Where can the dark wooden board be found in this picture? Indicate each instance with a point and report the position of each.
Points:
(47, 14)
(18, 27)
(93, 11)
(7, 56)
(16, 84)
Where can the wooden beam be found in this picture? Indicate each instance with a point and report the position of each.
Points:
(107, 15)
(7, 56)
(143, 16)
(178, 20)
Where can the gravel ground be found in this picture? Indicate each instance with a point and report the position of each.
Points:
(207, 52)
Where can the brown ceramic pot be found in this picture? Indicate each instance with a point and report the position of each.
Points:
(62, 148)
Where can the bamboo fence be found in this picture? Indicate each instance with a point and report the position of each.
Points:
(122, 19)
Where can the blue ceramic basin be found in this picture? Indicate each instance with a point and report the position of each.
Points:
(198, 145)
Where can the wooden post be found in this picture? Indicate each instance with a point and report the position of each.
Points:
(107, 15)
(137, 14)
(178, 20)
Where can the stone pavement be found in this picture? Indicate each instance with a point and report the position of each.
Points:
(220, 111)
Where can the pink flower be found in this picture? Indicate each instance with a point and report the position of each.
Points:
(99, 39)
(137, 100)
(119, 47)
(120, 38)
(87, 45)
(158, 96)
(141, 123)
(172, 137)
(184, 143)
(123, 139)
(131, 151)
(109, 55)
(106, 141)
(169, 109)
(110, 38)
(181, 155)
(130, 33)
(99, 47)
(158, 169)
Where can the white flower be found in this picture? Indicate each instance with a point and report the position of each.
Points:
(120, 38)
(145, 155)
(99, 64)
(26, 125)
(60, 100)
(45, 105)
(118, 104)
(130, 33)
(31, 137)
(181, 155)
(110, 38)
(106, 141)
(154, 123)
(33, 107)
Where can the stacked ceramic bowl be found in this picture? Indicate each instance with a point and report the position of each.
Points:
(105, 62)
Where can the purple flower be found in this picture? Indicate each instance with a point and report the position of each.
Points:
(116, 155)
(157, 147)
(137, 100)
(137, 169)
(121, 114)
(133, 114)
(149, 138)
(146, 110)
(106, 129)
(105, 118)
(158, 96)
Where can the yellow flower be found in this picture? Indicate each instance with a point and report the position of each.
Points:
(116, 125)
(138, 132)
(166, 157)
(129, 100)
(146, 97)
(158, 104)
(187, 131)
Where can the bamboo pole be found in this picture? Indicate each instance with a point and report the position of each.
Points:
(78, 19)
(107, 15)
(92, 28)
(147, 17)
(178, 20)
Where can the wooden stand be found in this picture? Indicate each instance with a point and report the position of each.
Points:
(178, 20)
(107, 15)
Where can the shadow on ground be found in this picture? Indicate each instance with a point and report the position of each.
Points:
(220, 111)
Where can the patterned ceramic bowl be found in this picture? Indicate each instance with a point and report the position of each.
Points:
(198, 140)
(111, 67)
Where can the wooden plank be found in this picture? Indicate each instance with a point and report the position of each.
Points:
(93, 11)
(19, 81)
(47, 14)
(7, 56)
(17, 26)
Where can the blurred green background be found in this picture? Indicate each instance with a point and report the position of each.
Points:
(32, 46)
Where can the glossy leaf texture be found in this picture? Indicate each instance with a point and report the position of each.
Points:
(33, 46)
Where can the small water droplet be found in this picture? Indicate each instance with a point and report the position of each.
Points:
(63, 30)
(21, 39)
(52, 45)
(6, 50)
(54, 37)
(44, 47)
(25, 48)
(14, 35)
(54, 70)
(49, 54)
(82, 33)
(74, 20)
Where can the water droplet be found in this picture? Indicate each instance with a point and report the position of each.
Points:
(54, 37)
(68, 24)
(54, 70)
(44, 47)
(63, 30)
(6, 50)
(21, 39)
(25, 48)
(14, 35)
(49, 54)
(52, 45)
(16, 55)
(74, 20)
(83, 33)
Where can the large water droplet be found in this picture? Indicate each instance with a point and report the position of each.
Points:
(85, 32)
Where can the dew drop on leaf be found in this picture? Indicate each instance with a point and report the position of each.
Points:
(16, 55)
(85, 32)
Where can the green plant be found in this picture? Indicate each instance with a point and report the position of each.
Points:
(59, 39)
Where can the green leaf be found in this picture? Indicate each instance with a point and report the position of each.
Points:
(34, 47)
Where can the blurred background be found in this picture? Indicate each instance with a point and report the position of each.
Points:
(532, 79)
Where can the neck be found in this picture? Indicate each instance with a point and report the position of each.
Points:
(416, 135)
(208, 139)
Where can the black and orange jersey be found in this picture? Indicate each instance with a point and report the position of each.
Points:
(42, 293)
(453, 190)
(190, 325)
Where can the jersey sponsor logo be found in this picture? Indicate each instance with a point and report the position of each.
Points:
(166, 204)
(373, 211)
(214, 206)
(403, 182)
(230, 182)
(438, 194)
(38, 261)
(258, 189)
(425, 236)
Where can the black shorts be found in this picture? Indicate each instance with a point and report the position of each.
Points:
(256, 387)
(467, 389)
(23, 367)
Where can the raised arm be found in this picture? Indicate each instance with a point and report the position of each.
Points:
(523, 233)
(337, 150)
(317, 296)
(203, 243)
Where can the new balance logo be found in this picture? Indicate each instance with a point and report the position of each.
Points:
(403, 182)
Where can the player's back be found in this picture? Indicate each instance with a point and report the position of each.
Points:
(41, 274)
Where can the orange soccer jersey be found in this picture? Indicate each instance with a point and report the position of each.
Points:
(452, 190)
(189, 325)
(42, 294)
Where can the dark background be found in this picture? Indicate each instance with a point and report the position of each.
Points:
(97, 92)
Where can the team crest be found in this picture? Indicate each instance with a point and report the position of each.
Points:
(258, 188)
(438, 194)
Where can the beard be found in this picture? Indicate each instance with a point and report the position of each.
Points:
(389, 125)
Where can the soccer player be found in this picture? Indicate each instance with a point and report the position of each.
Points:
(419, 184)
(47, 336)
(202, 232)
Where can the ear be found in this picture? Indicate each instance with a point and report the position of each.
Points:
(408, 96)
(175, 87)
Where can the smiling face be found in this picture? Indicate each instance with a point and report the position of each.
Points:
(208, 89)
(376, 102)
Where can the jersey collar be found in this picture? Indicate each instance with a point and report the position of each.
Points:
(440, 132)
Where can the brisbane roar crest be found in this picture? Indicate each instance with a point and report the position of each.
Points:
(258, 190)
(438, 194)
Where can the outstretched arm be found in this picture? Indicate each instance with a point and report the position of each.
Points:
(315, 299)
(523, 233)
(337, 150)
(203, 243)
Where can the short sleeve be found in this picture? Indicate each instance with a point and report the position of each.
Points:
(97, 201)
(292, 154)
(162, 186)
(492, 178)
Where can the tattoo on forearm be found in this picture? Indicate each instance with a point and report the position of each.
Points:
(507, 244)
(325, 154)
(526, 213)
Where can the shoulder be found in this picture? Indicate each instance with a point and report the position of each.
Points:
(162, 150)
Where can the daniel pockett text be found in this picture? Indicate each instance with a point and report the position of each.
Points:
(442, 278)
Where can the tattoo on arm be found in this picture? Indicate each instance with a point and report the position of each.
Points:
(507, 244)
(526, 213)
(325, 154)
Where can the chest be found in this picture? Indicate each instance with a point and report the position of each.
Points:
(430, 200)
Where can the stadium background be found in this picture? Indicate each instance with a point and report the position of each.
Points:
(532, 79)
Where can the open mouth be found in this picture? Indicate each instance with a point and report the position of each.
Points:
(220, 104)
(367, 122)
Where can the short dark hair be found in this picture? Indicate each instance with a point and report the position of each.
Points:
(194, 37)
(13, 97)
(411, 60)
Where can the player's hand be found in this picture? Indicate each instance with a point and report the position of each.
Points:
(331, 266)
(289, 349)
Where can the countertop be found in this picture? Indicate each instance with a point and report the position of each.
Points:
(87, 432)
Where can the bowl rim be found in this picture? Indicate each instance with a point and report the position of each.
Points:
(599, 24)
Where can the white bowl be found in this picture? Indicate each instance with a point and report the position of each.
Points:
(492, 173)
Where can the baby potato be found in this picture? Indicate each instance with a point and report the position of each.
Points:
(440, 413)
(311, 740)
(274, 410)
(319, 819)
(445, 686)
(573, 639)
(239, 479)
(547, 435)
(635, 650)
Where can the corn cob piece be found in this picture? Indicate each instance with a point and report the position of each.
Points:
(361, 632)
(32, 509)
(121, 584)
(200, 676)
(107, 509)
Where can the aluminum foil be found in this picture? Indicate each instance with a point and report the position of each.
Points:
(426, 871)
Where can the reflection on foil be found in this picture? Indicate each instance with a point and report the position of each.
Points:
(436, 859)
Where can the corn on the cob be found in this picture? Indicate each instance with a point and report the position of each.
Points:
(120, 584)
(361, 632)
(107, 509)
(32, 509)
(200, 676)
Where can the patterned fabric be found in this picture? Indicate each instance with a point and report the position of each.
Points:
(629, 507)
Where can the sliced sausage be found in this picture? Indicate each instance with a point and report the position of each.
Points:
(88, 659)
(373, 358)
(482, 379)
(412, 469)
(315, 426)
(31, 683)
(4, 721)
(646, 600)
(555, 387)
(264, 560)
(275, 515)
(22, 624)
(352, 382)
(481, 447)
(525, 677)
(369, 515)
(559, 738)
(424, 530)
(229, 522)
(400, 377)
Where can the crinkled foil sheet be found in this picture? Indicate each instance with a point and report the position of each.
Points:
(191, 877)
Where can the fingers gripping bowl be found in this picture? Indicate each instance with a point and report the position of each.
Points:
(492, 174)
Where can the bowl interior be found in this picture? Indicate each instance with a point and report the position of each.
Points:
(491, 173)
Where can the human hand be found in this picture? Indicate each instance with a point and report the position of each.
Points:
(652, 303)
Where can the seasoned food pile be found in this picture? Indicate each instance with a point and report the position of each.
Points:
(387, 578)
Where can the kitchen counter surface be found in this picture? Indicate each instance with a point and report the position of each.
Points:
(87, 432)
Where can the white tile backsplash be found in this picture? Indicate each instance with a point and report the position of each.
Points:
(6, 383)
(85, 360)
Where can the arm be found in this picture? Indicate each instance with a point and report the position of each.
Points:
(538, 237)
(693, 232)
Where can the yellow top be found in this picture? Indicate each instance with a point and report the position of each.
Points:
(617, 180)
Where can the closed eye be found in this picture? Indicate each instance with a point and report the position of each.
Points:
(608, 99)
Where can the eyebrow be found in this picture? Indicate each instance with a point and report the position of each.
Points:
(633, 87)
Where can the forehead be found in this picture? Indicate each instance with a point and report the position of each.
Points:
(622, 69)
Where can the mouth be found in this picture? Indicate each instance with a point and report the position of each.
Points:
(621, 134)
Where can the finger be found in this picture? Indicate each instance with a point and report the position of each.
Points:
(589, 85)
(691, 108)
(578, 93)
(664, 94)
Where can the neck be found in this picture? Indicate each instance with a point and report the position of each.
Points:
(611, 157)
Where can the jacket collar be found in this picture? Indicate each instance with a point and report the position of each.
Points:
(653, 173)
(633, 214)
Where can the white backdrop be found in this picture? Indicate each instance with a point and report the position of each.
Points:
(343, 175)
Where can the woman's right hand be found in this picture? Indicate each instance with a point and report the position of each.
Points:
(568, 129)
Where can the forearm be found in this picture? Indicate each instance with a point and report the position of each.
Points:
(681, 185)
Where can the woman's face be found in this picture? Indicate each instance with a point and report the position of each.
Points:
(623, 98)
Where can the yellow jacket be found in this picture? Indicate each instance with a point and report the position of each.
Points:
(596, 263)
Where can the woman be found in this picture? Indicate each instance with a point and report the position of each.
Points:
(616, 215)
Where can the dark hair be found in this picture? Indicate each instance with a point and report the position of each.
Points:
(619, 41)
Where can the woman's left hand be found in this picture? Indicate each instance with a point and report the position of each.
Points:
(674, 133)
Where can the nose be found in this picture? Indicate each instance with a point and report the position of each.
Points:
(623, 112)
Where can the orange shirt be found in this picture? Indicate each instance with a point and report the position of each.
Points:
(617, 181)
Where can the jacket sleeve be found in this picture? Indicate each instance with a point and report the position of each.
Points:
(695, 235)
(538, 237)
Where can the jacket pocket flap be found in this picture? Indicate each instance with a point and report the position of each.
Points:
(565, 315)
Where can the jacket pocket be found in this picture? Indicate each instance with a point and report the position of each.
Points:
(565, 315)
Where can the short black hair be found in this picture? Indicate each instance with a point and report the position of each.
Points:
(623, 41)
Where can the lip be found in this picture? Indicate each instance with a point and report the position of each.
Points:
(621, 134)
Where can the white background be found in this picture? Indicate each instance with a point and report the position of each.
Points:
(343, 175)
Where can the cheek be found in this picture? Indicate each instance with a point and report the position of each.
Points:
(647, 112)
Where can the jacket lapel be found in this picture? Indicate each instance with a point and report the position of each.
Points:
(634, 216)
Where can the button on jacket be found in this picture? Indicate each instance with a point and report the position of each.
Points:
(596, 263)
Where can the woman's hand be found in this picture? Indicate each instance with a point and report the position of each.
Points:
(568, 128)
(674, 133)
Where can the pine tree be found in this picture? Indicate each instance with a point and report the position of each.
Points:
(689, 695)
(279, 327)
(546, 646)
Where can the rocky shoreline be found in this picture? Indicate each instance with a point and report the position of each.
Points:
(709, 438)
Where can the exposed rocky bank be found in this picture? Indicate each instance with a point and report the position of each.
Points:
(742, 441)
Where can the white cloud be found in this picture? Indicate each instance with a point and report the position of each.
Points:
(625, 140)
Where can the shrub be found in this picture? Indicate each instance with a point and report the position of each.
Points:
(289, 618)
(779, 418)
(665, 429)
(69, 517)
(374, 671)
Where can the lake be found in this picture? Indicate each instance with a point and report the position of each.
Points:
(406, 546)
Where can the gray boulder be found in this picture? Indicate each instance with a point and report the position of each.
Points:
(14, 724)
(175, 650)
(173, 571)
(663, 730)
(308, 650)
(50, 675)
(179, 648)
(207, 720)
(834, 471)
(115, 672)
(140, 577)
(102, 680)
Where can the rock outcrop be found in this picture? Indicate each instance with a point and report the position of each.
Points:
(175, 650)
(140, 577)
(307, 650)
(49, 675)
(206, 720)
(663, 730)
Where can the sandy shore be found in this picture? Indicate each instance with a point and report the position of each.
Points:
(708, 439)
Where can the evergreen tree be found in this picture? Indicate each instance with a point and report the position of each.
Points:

# [PROBLEM TO WORK ON]
Copy each line of the listing that contains the string "patterned".

# [RESULT OF THIS EXERCISE]
Where can the patterned ceramic bowl be found in this picture? Indicate each instance with a point and report the position of each.
Where can the patterned fabric be found in this picture? Indicate each instance with a point and report the position of each.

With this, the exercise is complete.